# Extrait du texte
--

Vous n'aimez pas le gâteau aux fruits? Visiblement, vous n'êtes pas seul.

La petite ville de Manitou Springs, au Colorado, organise chaque année un concours de lancer de gâteaux aux fruits, avec des catapultes géantes, pour permettre à tous les habitants de la ville de se débarrasser de leur dernier cadeau «empoisonné». Et que dire des créateurs du site internet loufoque antigateauauxfruits.com qui militent pour son interdiction?

Ringard, peu ragoutant, indigeste, ce gâteau ultra-traditionnel, fabriqué par des générations de grands-mères, solidement ancré dans notre patrimoine culinaire, ne mérite-t-il pas mieux que d'être source de blagues ou de servir à bloquer une porte?

«Certainement», dit avec aplomb Maryline Rodrigue-Trudel, une jeune femme qui compte ironiquement assurer son avenir en préparant des gâteaux que plusieurs souhaitent plutôt voir sombrer dans l'oubli. Avec son père Pierre, elle a fondé Toque & Tablier il y a quatre ans, une micro-entreprise qui ne produit que des gâteaux aux fruits, point à la ligne.

«Le gâteau aux fruits a très, très mauvaise réputation, et elle est en partie méritée», reconnaît tout de même Maryline Rodrigue-Trudel. La vaste majorité des versions vendues en magasin sont médiocres, dit-elle, fabriqués à grande échelle avec des ingrédients de qualité laissant à désirer. Pas étonnant qu'il soit tombé en disgrâce à peu près au même moment où sa production de masse a gagné en importance, qu'il a commencé à être vendu aussi bien dans les supermarchés que les quincailleries, sans plus de considération qu'une boîte de clous ou une conserve de petits pois.

--

# Consignes d'exercice
A. Répondez aux questions suivantes à partir du texte sur le gâteau aux fruits :
(i) Dans quel État américain se trouve la ville de Manitou Springs ?
(ii) Avec qui Maryline Rodrigue-Trudel a-t-elle fondé Toque & Tablier ?
(iii) Selon Maryline Rodrigue-Trudel, comment la vaste majorité des versions vendues en magasin sont-elles fabriquées ?
B. Restituez mot pour mot le passage du texte sur le gâteau aux fruits qui s'ouvre sur les mots « Vous n'aimez pas » et se clôt sur « bloquer une porte? ».
Les données ne jouent aucun rôle dans cet exercice.

# Données enregistrées
--

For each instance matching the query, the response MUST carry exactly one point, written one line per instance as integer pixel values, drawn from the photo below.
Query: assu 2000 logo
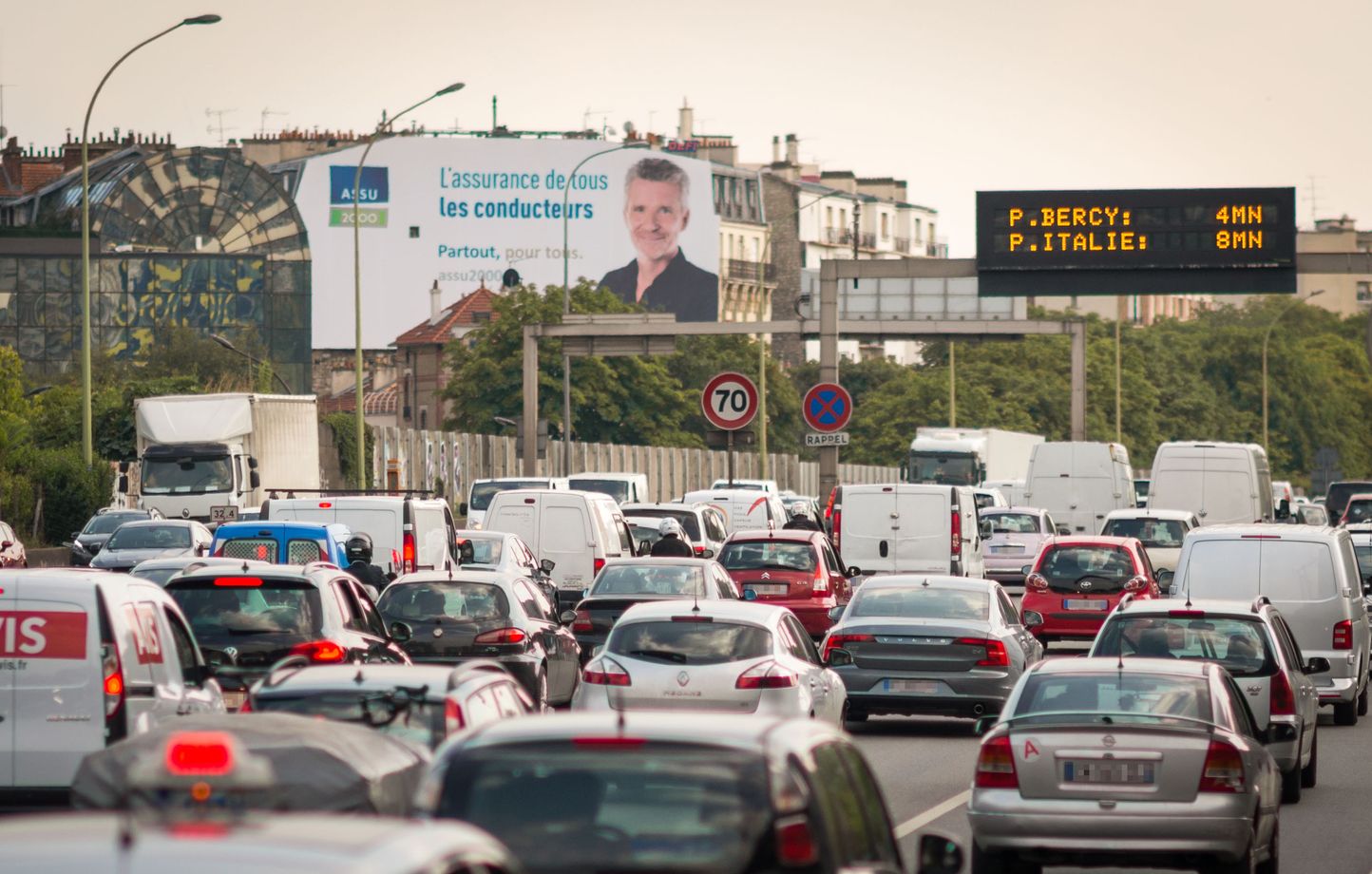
(373, 188)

--

# Corrigé de l'exercice
A.
(i) Au Colorado.
(ii) Avec son père Pierre.
(iii) À grande échelle, avec des ingrédients de qualité laissant à désirer.

B.
Vous n'aimez pas le gâteau aux fruits? Visiblement, vous n'êtes pas seul.

La petite ville de Manitou Springs, au Colorado, organise chaque année un concours de lancer de gâteaux aux fruits, avec des catapultes géantes, pour permettre à tous les habitants de la ville de se débarrasser de leur dernier cadeau «empoisonné». Et que dire des créateurs du site internet loufoque antigateauauxfruits.com qui militent pour son interdiction?

Ringard, peu ragoutant, indigeste, ce gâteau ultra-traditionnel, fabriqué par des générations de grands-mères, solidement ancré dans notre patrimoine culinaire, ne mérite-t-il pas mieux que d'être source de blagues ou de servir à bloquer une porte?